Extrait du document:
Hôpital

 

Secourir les pauvres

Les pauvres et les mendiants sont nombreux au début de la Révolution, et une enquête du mois de septembre 1790 tente d'en estimer le nombre. Nous en avons déjà parlé1. L'estimation globale pour le département avoisine les 80 000 mendiants. Les causes principales en sont la cherté des grains et le manque de travail. Pour y remédier le rapporteur départemental suggère d'établir des ateliers de charité, de développer l'industrie du textile, d'améliorer les routes, etc. A Locronan, la municipalité proposait de "favoriser la manufacture de toiles à voiles en cette ville de Locronan, qui, par sa proximité de Brest, peut être à ce port d'une grande utilité, pouvant y fournir des toiles à meilleur compte que les autres manufactures".

Un peu plus tard, une autre enquête aboutit à dresser un état des patriotes indigents de la commune2. Le document, daté du 27 germinal an II (16 avril 1794), recense 22 adultes et 9 enfants.

Consignes de travail:
(A) Répondez aux questions suivantes d'après l'extrait du document :
(i) À combien s'élève l'estimation globale des mendiants pour le département ?
(ii) Quelles sont les causes principales de la mendicité indiquées ?
(iii) Combien d'adultes et d'enfants le document du 27 germinal an II recense-t-il ?
(B) Indiquez si chacune des affirmations suivantes concorde avec l'extrait du document, en répondant par oui ou non et en citant les mots décisifs :
(i) L'enquête visant à estimer le nombre des pauvres et des mendiants date de septembre 1790.
(ii) La municipalité de Locronan proposait de favoriser la manufacture de draps de laine.
(iii) Le 27 germinal an II correspond au 16 avril 1794.
(C) Recopiez fidèlement l'extrait du document depuis les mots « Un peu plus » jusqu'aux mots « et 9 enfants. » inclus.

Enregistrements affichés:

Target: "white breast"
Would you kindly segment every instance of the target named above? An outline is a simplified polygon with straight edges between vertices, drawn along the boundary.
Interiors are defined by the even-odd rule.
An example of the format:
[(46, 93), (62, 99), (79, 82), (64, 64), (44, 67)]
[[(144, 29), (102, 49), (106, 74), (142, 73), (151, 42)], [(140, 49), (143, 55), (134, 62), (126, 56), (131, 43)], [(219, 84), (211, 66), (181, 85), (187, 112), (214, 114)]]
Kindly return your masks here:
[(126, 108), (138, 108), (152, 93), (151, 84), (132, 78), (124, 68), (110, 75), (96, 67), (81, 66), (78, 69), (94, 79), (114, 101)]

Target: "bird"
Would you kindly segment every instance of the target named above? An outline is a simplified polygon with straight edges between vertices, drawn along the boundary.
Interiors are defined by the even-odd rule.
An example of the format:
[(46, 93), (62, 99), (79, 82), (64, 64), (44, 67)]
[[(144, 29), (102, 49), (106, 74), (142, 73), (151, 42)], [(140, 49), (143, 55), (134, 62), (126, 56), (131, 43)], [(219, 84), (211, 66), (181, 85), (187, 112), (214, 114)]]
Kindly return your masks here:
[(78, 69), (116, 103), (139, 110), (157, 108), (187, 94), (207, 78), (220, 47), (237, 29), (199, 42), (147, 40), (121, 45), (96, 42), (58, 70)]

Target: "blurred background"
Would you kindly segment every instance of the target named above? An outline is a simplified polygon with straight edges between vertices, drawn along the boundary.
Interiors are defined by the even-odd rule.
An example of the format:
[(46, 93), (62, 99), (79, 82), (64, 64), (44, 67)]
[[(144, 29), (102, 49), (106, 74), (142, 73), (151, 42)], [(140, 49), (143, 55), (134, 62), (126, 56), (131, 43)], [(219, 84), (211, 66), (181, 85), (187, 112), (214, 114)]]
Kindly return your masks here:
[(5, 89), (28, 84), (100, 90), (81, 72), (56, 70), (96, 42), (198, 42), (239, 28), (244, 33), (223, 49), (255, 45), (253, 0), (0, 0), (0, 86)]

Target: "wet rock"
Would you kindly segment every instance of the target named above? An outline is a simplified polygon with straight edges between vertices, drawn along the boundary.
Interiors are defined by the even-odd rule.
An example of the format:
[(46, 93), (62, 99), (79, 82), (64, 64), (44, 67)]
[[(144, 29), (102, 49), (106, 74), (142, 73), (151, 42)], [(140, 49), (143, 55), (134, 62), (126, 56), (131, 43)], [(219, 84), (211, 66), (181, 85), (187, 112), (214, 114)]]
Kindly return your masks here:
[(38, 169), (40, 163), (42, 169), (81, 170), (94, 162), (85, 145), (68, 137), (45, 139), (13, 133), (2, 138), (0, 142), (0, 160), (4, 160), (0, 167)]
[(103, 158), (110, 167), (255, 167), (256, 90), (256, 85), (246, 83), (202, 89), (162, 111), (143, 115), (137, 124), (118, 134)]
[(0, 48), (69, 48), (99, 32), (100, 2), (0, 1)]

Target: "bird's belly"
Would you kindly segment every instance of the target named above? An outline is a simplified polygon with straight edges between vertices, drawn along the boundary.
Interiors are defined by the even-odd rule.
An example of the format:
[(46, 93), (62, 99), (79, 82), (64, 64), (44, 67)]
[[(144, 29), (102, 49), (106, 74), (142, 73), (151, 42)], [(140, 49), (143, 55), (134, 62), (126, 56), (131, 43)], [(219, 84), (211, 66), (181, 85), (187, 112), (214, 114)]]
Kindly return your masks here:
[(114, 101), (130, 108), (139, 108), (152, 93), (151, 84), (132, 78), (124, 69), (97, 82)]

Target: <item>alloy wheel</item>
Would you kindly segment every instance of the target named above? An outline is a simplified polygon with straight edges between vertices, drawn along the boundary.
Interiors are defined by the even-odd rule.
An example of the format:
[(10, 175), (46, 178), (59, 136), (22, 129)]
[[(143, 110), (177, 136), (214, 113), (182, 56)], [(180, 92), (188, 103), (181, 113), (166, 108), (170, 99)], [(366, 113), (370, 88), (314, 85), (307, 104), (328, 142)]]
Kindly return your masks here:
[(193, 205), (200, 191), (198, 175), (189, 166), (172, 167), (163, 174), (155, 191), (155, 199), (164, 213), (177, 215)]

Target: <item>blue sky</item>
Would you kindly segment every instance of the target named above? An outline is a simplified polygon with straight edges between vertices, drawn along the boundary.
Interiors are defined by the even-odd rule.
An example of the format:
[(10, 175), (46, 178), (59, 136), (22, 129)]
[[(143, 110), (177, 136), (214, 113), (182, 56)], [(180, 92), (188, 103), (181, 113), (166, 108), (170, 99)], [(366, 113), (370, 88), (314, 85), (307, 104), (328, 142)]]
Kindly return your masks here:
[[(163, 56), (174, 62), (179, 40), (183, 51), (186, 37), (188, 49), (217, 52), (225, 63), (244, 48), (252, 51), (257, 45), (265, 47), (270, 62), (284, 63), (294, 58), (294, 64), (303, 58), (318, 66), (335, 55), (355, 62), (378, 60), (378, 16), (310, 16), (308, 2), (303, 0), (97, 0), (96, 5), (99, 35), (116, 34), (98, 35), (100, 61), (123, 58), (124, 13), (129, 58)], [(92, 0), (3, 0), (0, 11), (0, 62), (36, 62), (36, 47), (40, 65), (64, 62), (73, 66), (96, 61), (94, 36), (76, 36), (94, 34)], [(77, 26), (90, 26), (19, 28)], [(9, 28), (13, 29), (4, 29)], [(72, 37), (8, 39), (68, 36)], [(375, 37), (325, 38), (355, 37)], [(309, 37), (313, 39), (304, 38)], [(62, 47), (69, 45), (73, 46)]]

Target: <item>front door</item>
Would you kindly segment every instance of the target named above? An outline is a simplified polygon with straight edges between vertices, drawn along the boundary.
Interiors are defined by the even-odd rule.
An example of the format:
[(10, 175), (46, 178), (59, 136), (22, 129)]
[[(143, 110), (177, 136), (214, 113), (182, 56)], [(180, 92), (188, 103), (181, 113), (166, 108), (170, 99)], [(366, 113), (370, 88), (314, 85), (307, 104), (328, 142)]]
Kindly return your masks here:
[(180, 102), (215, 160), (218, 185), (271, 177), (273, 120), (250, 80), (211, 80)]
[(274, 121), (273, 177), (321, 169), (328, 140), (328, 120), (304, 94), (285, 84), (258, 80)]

Solutions des exercices:
(A)
(i) Elle avoisine les 80 000 mendiants.
(ii) La cherté des grains et le manque de travail.
(iii) 22 adultes et 9 enfants.

(B)
(i) Oui : « une enquête du mois de septembre 1790 tente d'en estimer le nombre ».
(ii) Non : « favoriser la manufacture de toiles à voiles en cette ville de Locronan ».
(iii) Oui : « daté du 27 germinal an II (16 avril 1794) ».

(C)
Un peu plus tard, une autre enquête aboutit à dresser un état des patriotes indigents de la commune2. Le document, daté du 27 germinal an II (16 avril 1794), recense 22 adultes et 9 enfants.